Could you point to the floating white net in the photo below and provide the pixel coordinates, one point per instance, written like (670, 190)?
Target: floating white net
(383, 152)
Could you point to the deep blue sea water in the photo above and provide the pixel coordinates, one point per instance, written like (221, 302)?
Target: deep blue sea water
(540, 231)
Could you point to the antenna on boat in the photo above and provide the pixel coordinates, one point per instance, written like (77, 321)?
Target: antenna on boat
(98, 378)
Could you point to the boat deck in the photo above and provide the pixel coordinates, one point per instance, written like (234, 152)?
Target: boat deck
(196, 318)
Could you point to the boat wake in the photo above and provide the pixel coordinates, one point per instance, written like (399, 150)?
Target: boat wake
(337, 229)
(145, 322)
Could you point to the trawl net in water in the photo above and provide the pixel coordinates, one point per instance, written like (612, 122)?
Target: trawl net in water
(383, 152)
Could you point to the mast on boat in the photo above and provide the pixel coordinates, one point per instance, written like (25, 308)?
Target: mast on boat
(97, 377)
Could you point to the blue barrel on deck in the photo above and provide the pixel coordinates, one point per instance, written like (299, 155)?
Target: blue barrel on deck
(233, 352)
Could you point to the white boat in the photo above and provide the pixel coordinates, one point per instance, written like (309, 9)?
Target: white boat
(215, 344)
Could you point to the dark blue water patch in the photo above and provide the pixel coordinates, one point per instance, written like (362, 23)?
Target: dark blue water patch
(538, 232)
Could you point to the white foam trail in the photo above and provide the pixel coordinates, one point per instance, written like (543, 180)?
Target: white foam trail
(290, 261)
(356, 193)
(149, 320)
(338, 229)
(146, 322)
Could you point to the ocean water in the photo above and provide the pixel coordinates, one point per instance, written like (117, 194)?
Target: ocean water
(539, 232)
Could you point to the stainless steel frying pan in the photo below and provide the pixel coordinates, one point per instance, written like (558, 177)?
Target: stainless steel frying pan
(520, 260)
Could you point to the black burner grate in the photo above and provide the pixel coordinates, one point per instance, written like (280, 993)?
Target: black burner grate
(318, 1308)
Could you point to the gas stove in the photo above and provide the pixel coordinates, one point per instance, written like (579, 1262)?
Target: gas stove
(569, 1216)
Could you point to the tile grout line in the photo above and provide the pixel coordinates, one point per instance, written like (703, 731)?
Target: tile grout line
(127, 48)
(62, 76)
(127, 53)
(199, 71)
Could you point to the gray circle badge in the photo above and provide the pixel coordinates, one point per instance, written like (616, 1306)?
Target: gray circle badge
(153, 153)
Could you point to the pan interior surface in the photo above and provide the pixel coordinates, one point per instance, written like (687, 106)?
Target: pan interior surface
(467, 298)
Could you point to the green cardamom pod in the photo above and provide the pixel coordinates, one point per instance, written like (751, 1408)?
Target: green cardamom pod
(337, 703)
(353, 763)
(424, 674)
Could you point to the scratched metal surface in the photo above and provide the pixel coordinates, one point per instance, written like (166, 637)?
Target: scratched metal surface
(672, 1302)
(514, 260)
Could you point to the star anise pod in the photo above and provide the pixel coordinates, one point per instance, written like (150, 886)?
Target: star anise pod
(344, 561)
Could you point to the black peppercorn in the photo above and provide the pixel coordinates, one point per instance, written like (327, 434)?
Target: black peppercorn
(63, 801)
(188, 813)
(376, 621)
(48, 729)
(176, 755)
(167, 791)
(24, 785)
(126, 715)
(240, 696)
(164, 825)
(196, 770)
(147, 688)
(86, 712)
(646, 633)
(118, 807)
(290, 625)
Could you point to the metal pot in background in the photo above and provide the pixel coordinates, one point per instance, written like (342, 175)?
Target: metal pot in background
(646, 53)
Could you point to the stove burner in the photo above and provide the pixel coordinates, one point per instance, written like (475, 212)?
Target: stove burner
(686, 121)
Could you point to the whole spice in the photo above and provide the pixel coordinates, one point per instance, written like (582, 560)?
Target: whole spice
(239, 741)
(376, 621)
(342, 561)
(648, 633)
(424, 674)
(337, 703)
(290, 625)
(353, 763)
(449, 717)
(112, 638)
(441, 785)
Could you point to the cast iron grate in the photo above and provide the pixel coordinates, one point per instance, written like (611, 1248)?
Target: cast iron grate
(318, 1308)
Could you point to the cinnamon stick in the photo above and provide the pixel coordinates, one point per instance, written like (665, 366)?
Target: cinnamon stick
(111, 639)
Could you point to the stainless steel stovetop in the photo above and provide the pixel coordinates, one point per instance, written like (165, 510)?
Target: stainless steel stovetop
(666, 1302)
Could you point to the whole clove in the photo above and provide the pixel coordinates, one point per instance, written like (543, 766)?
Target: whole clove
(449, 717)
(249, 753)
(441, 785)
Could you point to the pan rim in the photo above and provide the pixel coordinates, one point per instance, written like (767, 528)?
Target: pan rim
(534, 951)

==

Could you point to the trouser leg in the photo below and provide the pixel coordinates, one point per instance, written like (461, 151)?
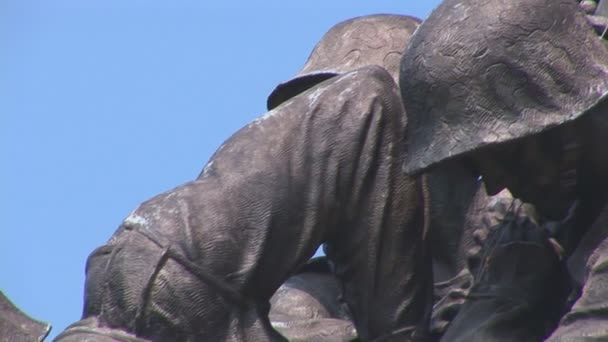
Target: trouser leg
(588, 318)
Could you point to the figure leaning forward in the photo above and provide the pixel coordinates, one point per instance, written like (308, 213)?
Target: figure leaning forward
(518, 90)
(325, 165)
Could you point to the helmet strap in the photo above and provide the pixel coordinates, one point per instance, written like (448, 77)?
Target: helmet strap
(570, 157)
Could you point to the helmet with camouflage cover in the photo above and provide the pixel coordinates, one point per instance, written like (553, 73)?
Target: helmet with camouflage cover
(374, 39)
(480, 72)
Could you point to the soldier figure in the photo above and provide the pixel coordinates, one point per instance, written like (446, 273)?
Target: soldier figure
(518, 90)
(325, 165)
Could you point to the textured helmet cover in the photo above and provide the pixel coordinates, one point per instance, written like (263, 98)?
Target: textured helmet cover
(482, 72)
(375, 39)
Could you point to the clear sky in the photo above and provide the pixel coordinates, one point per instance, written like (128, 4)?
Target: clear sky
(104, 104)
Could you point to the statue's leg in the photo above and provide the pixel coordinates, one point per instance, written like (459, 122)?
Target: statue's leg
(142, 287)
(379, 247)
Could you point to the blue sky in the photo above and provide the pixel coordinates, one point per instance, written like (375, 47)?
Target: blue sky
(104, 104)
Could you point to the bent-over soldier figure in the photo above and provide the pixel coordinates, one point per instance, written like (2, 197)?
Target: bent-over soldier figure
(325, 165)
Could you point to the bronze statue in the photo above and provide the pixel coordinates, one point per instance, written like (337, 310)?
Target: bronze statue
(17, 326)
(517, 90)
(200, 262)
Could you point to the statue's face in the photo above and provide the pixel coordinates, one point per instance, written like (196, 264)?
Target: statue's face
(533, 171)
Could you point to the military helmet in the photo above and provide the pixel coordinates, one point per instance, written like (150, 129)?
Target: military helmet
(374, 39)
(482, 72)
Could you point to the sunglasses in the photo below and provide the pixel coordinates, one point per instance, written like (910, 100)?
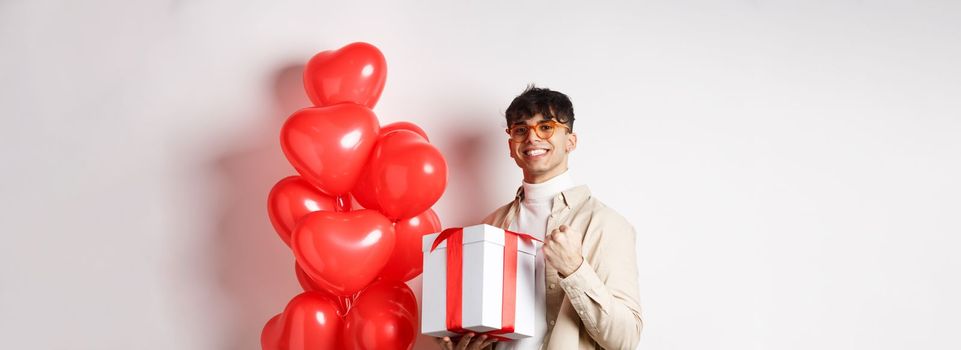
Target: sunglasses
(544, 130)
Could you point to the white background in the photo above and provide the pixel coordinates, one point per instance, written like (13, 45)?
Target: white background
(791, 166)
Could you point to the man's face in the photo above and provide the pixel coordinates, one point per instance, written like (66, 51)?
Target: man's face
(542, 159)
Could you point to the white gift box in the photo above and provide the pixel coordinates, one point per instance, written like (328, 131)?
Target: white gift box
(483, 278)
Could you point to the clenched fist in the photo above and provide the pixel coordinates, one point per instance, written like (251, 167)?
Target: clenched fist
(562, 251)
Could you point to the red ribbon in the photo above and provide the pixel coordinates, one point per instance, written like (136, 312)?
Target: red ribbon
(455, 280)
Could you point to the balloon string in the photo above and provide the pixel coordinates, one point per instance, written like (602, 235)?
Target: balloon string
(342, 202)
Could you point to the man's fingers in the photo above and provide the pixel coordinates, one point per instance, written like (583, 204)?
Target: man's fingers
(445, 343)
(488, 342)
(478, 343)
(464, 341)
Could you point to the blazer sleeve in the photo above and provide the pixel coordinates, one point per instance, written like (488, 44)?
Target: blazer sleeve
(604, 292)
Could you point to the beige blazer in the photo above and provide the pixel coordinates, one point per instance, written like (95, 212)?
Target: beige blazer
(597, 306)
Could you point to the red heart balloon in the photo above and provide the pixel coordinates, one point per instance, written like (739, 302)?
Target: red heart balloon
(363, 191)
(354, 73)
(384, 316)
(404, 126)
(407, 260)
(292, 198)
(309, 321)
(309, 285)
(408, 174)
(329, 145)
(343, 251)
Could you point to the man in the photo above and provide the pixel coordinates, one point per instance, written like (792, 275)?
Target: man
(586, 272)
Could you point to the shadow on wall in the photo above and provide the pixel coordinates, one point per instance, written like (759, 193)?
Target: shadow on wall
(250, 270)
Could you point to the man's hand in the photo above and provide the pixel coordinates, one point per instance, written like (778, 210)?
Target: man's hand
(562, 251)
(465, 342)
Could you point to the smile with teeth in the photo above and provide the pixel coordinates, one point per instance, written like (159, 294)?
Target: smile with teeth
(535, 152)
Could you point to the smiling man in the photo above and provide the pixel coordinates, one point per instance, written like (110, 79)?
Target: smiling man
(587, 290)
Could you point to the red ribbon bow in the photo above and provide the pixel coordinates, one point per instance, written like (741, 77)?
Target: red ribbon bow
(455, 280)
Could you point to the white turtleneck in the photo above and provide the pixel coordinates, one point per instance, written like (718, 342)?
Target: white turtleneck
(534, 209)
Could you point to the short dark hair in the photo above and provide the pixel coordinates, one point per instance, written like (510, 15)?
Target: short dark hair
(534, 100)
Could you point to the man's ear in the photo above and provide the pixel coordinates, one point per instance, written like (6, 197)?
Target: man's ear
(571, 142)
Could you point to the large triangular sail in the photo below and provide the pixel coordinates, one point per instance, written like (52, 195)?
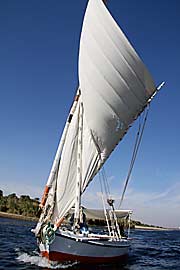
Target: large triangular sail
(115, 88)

■ Directive
Identify each line in the records above that contains the word "beige", treating case as significant, and copy every such line in full.

■ Answer for this exercise
Could you point to the beige blazer in the photo above and provide the pixel coordinates, one point per instance, written like (95, 212)?
Target: beige blazer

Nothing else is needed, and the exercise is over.